• **WHAT IS BEING ASKED**: Please convert every line of the records below into a Markdown table with the columns Row and Line, skipping blank lines. Leave the pictures out of the table.

^^^^

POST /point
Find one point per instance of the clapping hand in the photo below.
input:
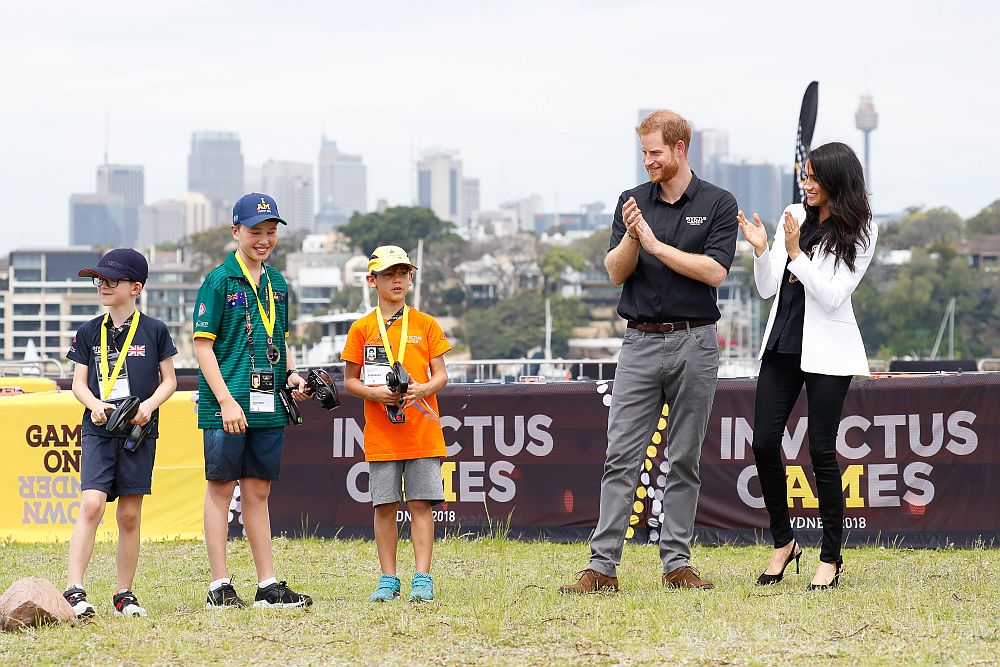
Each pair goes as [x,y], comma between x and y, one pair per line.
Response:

^^^^

• **RESULT OF THIS EXERCISE**:
| Row | Line |
|---|---|
| 1 | POST /point |
| 2 | Find one point per instance of the clapping hand in the photo below. |
| 3 | input: |
| 4 | Each pair goes as [x,y], comma between x and y, one pair per line. |
| 5 | Response: |